## Task description
Set down every entry again word for word, please, but skip the pictures.

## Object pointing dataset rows
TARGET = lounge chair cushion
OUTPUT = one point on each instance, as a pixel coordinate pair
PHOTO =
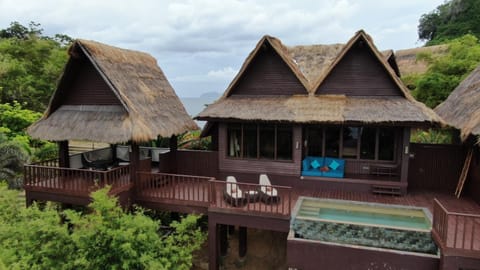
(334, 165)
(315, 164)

## Response to the task
TARGET = lounge chair cushion
OUTPUT = one point on each instance, as a pixel coordinate pair
PHOTO =
(334, 165)
(315, 164)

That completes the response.